*Data provided*.
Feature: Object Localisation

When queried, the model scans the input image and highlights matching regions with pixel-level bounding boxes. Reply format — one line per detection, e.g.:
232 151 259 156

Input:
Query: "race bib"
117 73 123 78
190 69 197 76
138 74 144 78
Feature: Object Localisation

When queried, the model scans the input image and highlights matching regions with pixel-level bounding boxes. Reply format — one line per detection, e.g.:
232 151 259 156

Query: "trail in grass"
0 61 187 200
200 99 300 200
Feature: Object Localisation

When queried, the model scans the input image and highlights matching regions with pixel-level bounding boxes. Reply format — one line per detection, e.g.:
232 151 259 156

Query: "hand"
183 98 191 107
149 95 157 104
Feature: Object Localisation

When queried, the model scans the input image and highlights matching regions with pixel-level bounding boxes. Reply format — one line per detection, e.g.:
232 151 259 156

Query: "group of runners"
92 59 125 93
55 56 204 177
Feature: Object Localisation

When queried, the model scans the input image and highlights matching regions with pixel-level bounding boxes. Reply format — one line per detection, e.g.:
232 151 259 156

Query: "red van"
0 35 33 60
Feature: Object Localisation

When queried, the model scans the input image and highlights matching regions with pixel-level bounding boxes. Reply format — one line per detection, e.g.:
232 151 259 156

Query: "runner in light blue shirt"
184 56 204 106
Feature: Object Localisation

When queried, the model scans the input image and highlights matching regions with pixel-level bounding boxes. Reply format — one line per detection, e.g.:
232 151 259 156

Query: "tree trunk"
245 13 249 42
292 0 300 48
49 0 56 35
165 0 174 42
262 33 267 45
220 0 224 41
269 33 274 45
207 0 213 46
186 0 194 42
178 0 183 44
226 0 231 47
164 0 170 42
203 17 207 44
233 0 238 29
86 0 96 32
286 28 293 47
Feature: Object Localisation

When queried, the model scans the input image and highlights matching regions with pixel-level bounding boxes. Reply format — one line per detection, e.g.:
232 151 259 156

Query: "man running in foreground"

*Short problem*. Could you write out every item above again, swapping "Object Localisation" for "Object Detection" wherever it occurs and leaving everything else unchanged?

*Written response*.
Feature: Object Detection

When queried, the model scans the input image and highlights matching regions with pixel-level bounding boxes. Reply format — one line per detection, e.g.:
232 151 259 156

Input:
Query: "race bib"
117 73 123 78
190 69 197 76
138 74 144 78
Feature: Object Detection

When queried, the model scans the input image and highlights matching regions with pixel-level bounding boxes. Reply format — one line per detection, e.g.:
232 151 259 156

Query: "trail in grass"
0 61 187 200
200 99 300 200
Feature: Object Detection

When queried, the model scans the input image and highlights matching regions with pixel-level bounding boxes. Reply format — one line per detection, e.g.:
232 151 259 156

Query: "hand"
183 98 191 107
149 95 157 104
Feature: Object Detection

When queried, the model scans the input image and highlights matching regions with pixel-level bounding boxes. Reply format — one line per detection, e.g.:
232 151 259 156

Query: "group of runners"
92 59 125 93
55 56 204 177
Feature: Object Detection

When queried, the model scans the input image and highlights matching regions with pixel-level bounding boxes. Reply format — one line per detection, e.g.:
232 151 259 156

Query: "red van"
0 35 33 60
Feature: Object Detection

When queried, the model scans the input image and highlights matching regions with pixel-level bounding boxes. Reply format — one line per detection, e.g.:
232 151 259 156

Query: "runner in light blue shirt"
184 56 204 106
Feature: Object Detection

When queried, the model scans the input image and highlights matching regions with pixel-level bounding boxes. Reply format — one line per detection, e.g.:
232 151 259 156

Query: "tree trunk"
245 13 249 42
292 0 300 48
49 0 56 35
165 0 174 42
262 33 267 45
220 0 224 41
269 33 274 45
207 0 213 46
186 0 194 42
178 0 183 44
226 0 231 47
164 0 170 42
203 17 207 44
233 0 238 29
86 0 96 32
286 28 293 47
Feature: Object Detection

When queried, the model scans the input image and highlights matching regions with pixel-level bounding boxes. Reply format — one line per detection, e.g.:
232 151 259 156

Query: "man running in foreground"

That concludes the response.